* STATED PROBLEM A
State how many lines in the rows below contain the word "turbine". Give only the number.

* PASSAGE TO READ
# # #
In June the President sent three WPR letters – the first (June 16) on the initial deployment of 275 soldiers to protect the embassy; then another (June 26) on further troops to protect the embassy and increased intelligence-gathering against the Islamic State; and a third (June 30) for ore troops to protect the embassy.  Six weeks later, on August 8, the President sent a WPR letter concerning the use of force in Iraq to stop the “current advance on Erbil by the terrorist group Islamic State of Iraq and the Levant and to help forces in Iraq as they fight to break the siege of Mount Sinjar and protect the civilians trapped there.”  On August 17, he sent a letter concerning the use of force in Iraq “to support operations by Iraqi forces to recapture the Mosul Dam.”  And then yesterday’s letter on Amirli.  (John recently summarized how these WPR letters are typically generated.)
# # #
* EXCERPTED RECORDS
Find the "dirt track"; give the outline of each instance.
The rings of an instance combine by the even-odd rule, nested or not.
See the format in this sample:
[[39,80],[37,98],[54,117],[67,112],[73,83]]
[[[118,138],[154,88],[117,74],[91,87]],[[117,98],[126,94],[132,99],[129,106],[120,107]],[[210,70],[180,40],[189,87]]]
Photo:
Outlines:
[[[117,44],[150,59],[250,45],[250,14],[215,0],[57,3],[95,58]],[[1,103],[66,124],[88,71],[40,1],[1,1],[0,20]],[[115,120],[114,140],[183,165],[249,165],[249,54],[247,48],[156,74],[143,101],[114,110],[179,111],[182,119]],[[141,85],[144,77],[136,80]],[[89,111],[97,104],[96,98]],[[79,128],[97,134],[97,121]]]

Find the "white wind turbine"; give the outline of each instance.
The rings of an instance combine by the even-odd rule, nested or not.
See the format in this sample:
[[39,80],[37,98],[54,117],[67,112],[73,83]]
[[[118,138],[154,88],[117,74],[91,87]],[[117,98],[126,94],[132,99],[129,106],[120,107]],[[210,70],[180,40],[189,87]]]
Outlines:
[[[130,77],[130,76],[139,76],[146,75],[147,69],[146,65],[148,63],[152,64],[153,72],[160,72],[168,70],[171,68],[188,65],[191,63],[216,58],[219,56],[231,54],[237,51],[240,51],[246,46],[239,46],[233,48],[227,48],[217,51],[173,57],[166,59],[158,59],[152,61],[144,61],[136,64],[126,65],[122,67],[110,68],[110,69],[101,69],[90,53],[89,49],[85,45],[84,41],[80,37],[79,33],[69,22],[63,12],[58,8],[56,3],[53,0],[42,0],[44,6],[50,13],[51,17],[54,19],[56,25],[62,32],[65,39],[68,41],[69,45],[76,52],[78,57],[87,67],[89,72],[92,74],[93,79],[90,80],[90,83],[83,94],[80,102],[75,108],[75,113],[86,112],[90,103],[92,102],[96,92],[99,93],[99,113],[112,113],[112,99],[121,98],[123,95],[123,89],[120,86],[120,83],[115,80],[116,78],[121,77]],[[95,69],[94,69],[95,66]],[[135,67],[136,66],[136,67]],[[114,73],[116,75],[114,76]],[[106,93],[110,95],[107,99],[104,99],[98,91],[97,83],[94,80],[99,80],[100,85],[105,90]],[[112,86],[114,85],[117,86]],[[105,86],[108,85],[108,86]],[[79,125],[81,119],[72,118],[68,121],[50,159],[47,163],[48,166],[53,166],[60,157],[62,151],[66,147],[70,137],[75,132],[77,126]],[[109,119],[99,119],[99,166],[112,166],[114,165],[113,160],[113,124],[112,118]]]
# # #
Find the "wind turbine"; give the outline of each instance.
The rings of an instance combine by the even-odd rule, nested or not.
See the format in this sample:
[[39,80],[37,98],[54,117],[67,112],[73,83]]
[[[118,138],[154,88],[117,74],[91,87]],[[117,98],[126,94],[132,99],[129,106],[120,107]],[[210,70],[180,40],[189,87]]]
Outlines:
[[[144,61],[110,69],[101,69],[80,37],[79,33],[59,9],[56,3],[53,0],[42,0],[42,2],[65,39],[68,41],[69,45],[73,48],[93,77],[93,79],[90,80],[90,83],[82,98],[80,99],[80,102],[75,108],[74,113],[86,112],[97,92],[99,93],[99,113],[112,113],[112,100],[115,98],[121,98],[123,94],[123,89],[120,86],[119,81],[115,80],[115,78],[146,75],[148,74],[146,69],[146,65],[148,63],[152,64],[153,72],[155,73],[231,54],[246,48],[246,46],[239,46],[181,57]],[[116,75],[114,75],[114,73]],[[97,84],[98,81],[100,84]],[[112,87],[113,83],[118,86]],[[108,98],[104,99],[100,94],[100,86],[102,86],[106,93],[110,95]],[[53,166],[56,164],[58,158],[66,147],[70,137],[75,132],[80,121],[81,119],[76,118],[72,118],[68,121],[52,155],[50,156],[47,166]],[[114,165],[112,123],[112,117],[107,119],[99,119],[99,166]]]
# # #
* STATED PROBLEM B
Please continue the passage about the President's WPR letters on Iraq from where it stops.

* TASK RESULT A
2

* TASK RESULT B
Such frequent letters to Congress about discrete missions within a single country are not typical.  Typically the President sends one WPR letter to cover the use of force within a country, and then updates that use of force as part of a biannual consolidated report.  For example, with respect to the Libya intervention, the President sent a letter to Congress on March 21, 2011, and then updated Congress on the Libya uses of force only once, in his June 2011 mid-summer consolidated report,  even though U.S. drones hit many different targets in Libya over a nine-month period.  In short, the President did not separately report every discrete military initiative in Libya.  Nor, of course, has he done so in Afghanistan or Yemen or Somalia, opting instead to update the Congress in summary fashion on the use of the U.S. Armed Forces in those nations every six months. (The June and December consolidated reports from 2013 can be found here and here.)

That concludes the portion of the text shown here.